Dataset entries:
★ ★ ★ ★ ★

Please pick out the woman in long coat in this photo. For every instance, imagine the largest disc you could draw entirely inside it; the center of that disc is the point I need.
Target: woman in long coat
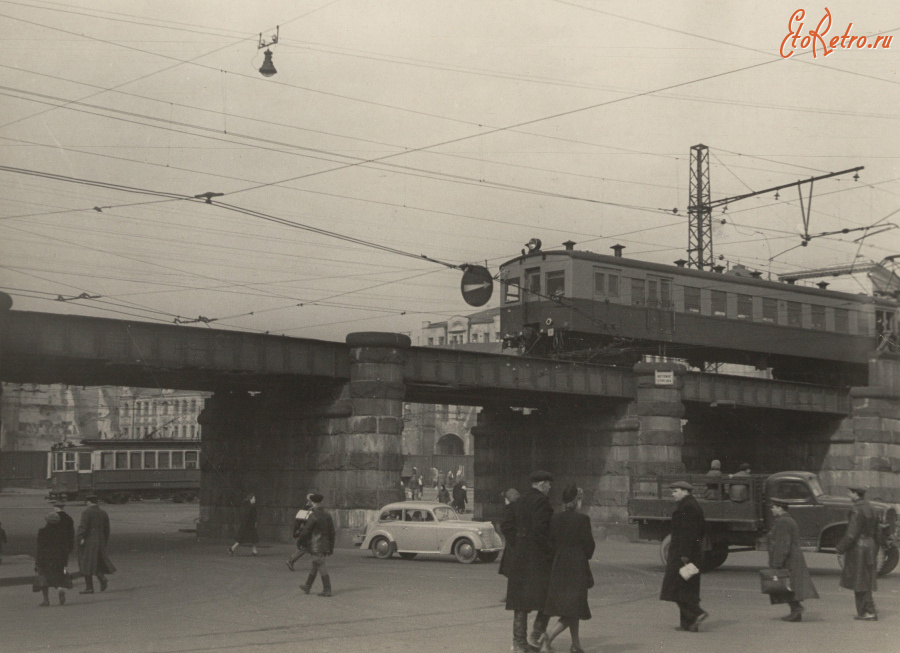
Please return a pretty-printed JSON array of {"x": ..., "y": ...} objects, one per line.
[
  {"x": 785, "y": 553},
  {"x": 50, "y": 560},
  {"x": 247, "y": 533},
  {"x": 571, "y": 575}
]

★ ★ ★ ★ ★

Copy the records exactly. Skip the pictures.

Please pick out the woman in long coat in this photo. For every instance, imagine the largest disc you could draw entirely inside it; the center of that disc is the point I need.
Target: woman in long coat
Please return a pretty-printed JSON array of {"x": ..., "y": ...} objects, one per line.
[
  {"x": 785, "y": 553},
  {"x": 50, "y": 560},
  {"x": 247, "y": 533},
  {"x": 571, "y": 575}
]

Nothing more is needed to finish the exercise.